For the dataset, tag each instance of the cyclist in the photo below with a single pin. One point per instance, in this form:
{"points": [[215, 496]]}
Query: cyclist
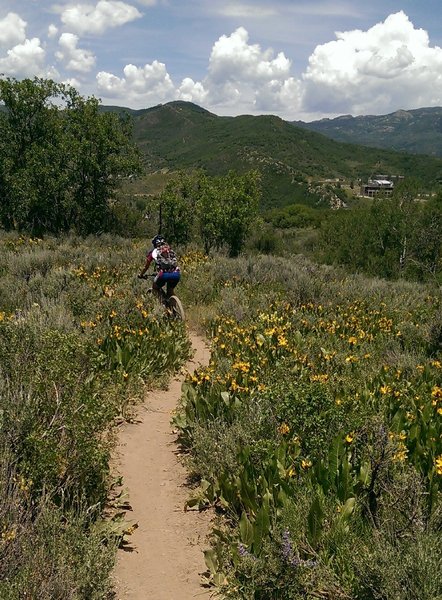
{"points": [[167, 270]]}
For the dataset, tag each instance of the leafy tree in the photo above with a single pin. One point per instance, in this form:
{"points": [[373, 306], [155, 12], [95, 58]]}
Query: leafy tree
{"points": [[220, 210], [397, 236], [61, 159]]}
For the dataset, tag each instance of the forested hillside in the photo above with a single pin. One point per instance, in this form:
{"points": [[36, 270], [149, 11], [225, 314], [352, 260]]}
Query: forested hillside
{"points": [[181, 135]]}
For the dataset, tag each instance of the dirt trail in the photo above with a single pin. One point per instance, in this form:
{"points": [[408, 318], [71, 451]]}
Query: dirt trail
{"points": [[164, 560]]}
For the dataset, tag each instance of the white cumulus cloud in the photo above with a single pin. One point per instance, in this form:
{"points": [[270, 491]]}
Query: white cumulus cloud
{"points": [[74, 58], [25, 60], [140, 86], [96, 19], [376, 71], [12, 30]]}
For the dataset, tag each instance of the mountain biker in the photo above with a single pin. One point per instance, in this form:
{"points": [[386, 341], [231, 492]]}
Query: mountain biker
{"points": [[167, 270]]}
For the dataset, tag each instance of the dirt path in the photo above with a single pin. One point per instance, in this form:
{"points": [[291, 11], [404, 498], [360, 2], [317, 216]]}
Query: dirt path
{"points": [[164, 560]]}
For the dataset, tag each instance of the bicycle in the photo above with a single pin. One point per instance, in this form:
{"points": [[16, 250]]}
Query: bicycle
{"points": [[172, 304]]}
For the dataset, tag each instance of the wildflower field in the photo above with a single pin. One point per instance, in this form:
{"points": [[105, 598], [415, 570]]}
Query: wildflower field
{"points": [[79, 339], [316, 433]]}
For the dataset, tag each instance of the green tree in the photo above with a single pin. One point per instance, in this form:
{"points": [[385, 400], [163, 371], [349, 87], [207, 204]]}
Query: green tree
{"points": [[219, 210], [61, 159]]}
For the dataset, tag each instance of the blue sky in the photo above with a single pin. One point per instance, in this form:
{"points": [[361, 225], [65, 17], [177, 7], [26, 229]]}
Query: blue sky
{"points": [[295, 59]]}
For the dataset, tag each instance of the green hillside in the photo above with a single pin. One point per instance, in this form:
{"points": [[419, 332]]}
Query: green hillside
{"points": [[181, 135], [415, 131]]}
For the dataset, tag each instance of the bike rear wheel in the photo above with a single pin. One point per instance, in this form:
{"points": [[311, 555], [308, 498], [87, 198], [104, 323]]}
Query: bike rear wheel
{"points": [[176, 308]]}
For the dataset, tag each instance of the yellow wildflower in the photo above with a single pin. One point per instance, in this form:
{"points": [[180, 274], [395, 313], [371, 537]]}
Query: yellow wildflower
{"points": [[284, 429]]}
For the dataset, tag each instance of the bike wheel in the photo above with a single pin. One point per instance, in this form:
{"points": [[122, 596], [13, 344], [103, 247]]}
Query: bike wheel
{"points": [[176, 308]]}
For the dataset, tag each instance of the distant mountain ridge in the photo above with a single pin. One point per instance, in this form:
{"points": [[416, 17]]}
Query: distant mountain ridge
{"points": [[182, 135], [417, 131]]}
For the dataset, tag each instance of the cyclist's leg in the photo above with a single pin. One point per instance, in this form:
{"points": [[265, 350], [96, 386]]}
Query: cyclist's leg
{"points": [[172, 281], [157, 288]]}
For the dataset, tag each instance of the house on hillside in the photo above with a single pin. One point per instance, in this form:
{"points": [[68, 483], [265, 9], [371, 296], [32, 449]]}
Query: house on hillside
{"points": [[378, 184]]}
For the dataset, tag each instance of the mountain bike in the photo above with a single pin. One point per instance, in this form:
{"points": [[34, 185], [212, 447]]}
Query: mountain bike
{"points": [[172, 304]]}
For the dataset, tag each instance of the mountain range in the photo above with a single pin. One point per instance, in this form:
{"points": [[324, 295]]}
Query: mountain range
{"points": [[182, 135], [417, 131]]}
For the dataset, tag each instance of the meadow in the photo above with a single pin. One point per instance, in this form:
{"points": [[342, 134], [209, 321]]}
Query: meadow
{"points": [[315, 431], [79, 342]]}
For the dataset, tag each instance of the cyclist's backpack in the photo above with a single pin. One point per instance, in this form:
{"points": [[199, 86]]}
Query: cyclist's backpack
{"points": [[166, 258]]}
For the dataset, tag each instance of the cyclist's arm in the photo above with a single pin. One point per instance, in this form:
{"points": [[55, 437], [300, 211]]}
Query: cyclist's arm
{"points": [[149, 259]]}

------------------------------------------------------------------------

Transcribe exactly, and only, the lines from the one with "Query: house on hillside" through the last line of the data.

**SOLUTION:**
Query: house on hillside
{"points": [[378, 184]]}
For the dataset, tag each instance of the mountain bike in the photo above with a single pin. One point per instance, in this form:
{"points": [[34, 185], [212, 447]]}
Query: mountain bike
{"points": [[172, 304]]}
For the dataset, tag each instance of the mountain range in the photo above with a single pin. One point per instance, in this form:
{"points": [[324, 295]]}
Query: mountain range
{"points": [[182, 135], [417, 131]]}
For the dataset, tag each instance of the meadow in the photo above with a single pin. One point per instance, in this form:
{"points": [[342, 134], [209, 321]]}
Query: meadow
{"points": [[315, 431], [79, 342]]}
For the dataset, tag each instance of the cyclist's backpack in the photo above with a single pin. One point per instance, in this form:
{"points": [[199, 86]]}
Query: cyclist's backpack
{"points": [[166, 258]]}
For the dataset, tag each instance of the cyclist's arm in the photo above with a single pin. One point per instance, in this form:
{"points": [[55, 437], [300, 211]]}
Query: cyclist's arm
{"points": [[149, 259]]}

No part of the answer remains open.